*Your task*. Copy the stretch of the imaging driver passage below from "In some circumstances, it" through "the standalone mode.", replacing "standalone mode" with "independent mode".

*Document text*.
::::

Computer 24, which is optional, may be, for example, a personal computer, including electronic memory 60, such as RAM, ROM, and/or NVRAM, an input device 62, such as a keyboard and/or a mouse, and a display monitor 64. Computer 24 also includes a processor, input/output (I/O) interfaces, and may include at least one mass data storage device, such as a hard drive, a CD-ROM and/or a DVD unit (not shown). Computer 24 may also be a device capable of communicating with image forming device 22 other than a personal computer such as, for example, a tablet computer, a smartphone, or other electronic device.
In the example embodiment illustrated, computer 24 includes in its memory a software program including program instructions that function as an imaging driver 66, e.g., printer/scanner driver software, for image forming device 22, Imaging driver 66 is in communication with controller 28 of image forming device 22 via communications link 26. Imaging driver 66 facilitates communication between image forming device 22 and computer 24. One aspect of imaging driver 66 may be, for example, to provide formatted print data to image forming device 22, and more particularly to print engine 30, to print an image. Another aspect of imaging driver 66 may be, for example, to facilitate collection of scanned data from scanner system 40.
In some circumstances, it may be desirable to operate image forming device 22 in a standalone mode. In the standalone mode, image forming device 22 is capable of functioning without computer 24. Accordingly, all or a portion of imaging driver 66, or a similar driver, may be located in controller 28 of image forming device 22 so as to accommodate printing and/or scanning functionality when operating in the standalone mode.

::::

*Stored data*.
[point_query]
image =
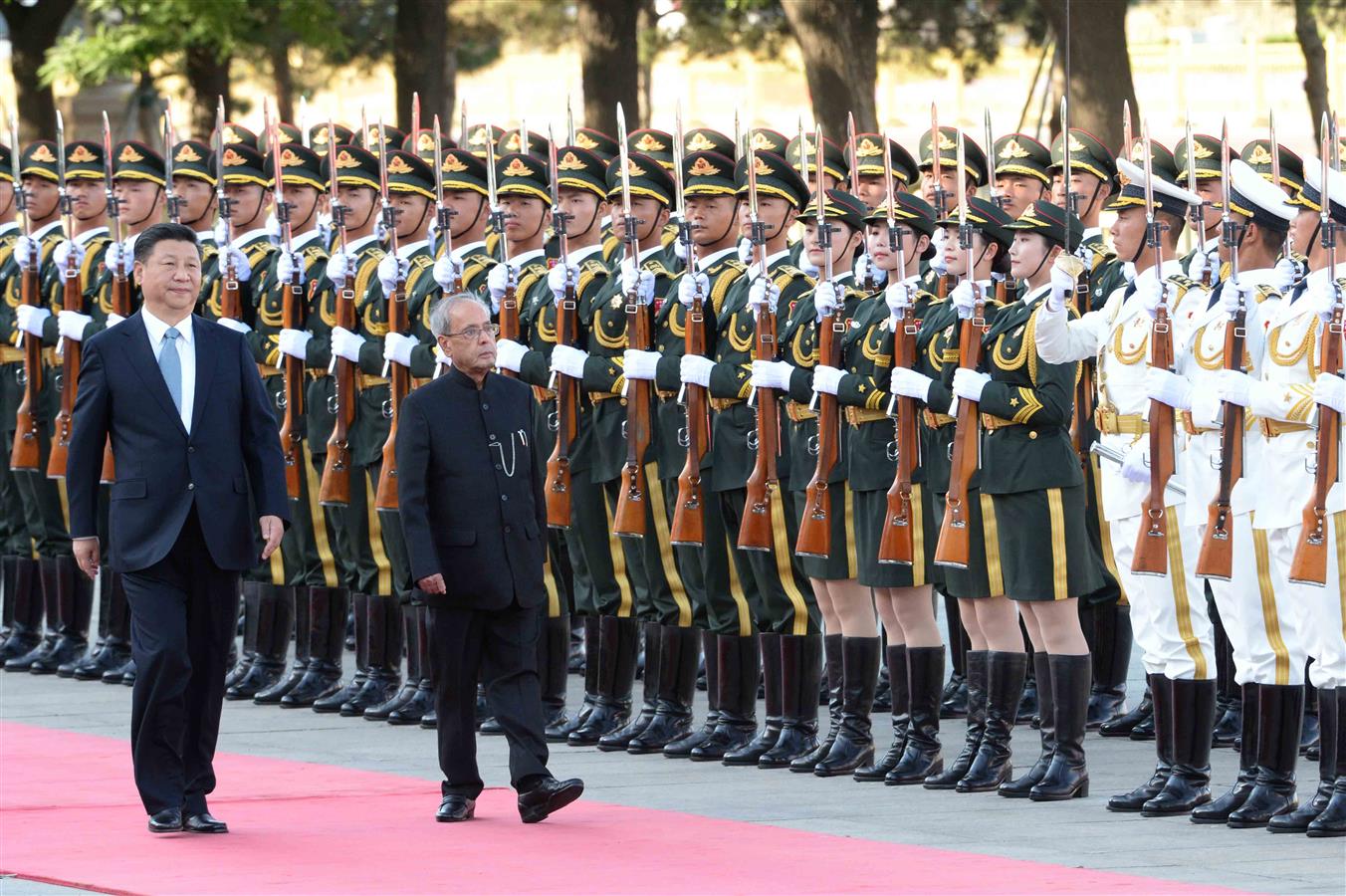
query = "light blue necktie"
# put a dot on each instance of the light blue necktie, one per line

::::

*Full answer*.
In some circumstances, it may be desirable to operate image forming device 22 in a independent mode. In the independent mode, image forming device 22 is capable of functioning without computer 24. Accordingly, all or a portion of imaging driver 66, or a similar driver, may be located in controller 28 of image forming device 22 so as to accommodate printing and/or scanning functionality when operating in the independent mode.